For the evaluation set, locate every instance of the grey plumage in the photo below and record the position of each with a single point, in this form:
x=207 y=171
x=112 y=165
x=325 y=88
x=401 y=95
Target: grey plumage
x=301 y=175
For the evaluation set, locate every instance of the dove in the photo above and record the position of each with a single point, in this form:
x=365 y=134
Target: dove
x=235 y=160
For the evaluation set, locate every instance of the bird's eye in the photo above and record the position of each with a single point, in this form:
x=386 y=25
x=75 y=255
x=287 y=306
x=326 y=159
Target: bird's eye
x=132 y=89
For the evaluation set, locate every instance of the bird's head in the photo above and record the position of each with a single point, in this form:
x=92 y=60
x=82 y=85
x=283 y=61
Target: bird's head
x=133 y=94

* * *

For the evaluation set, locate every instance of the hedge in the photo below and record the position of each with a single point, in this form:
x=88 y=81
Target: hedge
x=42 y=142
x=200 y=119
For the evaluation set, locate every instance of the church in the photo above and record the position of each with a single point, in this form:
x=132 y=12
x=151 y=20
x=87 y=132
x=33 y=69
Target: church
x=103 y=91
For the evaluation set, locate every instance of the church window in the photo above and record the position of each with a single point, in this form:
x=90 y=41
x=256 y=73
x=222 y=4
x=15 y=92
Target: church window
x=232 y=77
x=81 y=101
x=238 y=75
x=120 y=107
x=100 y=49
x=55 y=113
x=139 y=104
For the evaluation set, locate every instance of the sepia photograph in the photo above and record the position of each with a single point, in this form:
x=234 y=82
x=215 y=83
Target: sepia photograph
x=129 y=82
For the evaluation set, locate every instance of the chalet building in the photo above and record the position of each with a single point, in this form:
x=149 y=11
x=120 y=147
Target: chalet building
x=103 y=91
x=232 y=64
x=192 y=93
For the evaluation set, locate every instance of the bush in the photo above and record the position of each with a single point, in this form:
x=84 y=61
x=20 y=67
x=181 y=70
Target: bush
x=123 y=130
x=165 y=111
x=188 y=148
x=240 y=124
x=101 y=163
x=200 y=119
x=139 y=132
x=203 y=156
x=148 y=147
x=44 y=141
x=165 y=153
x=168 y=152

-- Short task --
Put the lines of the listing from the line with "For the evaluation set, locate every instance of the bush" up to and including the line with "x=168 y=152" into a numbered list, leaving out any blank lines.

-- Final result --
1. For the evaluation set, locate every instance of the bush in the photo above and record the position of each with a single point, in this form:
2. x=84 y=61
3. x=20 y=67
4. x=181 y=70
5. Target: bush
6. x=123 y=130
7. x=165 y=111
8. x=188 y=148
9. x=240 y=124
10. x=101 y=163
11. x=200 y=119
12. x=139 y=132
13. x=203 y=156
14. x=148 y=147
15. x=44 y=141
16. x=165 y=153
17. x=168 y=152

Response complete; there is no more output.